- What you should do:
Rewrite the paragraph of the arthritis text below that begins "According to the Mayo Clinic" as a short bulleted list, keeping its main facts.

- Given passage:
┌────────
The 10 Types of Arthritis Explained

Similar to osteoarthritis, rheumatoid arthritis is a chronic joint disease (via Harvard Health). However, rather than being a “wear and tear” condition, rheumatoid arthritis is both an inflammatory and autoimmune disease where the body’s white blood cells attack the cartilage, bones, tendons and ligaments near the joints. . Although the cause of rheumatoid arthritis is still unknown, several theories suggest that it may result from the interaction between an individual’s genes and their environment (per StatPearls). Smoking is the most important environmental risk factor associated with the development of the disease.

According to the Mayo Clinic, the most common signs and symptoms of rheumatoid arthritis include painful, hot, and swollen joints. Joint stiffness is also common and usually worsens in the morning after periods of prolonged inactivity. The early stages of rheumatoid arthritis tend to affect small joints, such as those in the hands and feet. As the disease progresses, other joints in the body may be involved. These include the wrists, knees, ankles, elbows, hips and shoulders.
└────────
- Input data:
┌────────
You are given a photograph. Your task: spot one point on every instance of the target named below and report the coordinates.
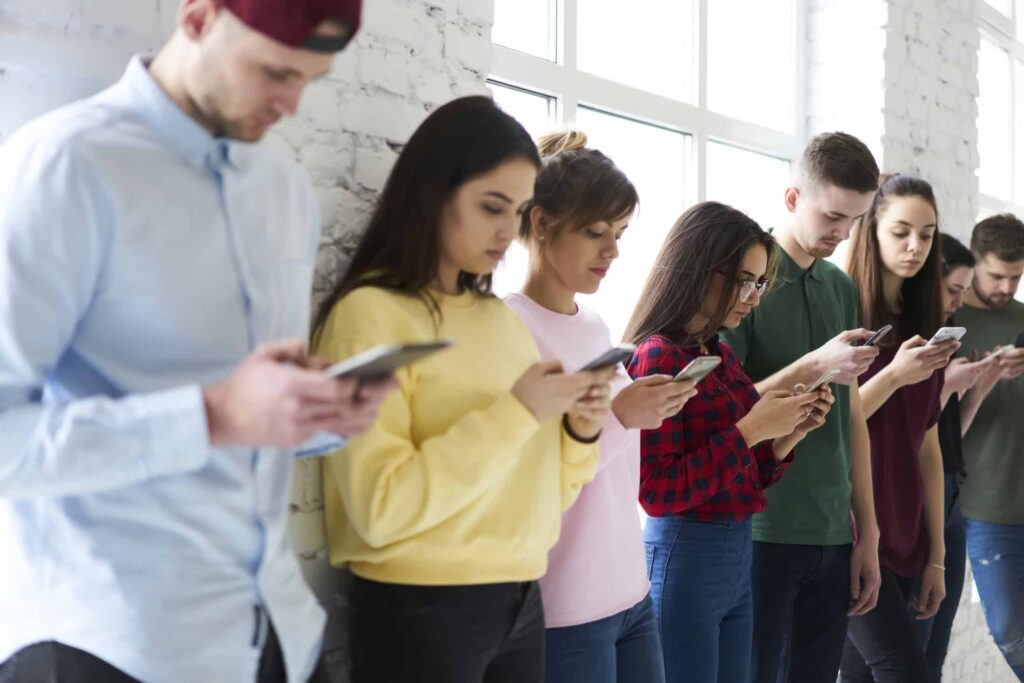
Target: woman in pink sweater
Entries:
└────────
┌────────
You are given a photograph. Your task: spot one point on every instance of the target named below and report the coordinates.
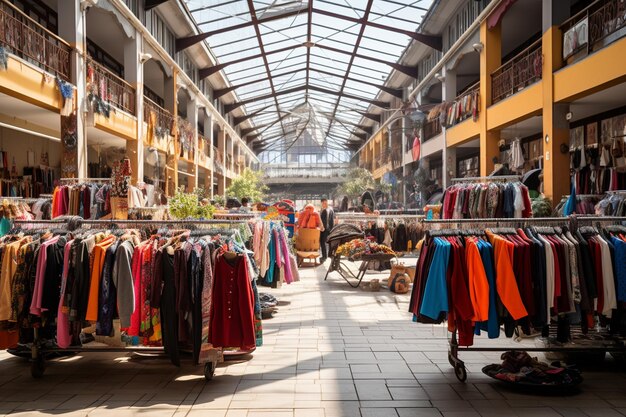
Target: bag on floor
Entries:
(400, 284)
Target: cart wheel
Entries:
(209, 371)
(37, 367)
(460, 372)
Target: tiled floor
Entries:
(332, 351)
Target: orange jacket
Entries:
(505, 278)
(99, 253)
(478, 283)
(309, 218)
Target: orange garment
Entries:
└────────
┌────────
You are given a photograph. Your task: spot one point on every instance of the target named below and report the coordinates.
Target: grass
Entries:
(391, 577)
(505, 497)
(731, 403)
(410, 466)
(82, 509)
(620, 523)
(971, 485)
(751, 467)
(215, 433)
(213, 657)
└────────
- Answer:
- Per the Mayo Clinic, the most common signs of rheumatoid arthritis are painful, hot and swollen joints.
- Joint stiffness is also common and is usually worse in the morning after long periods of inactivity.
- Early stages tend to affect small joints, such as those in the hands and feet.
- As the disease progresses, it may involve the wrists, knees, ankles, elbows, hips and shoulders.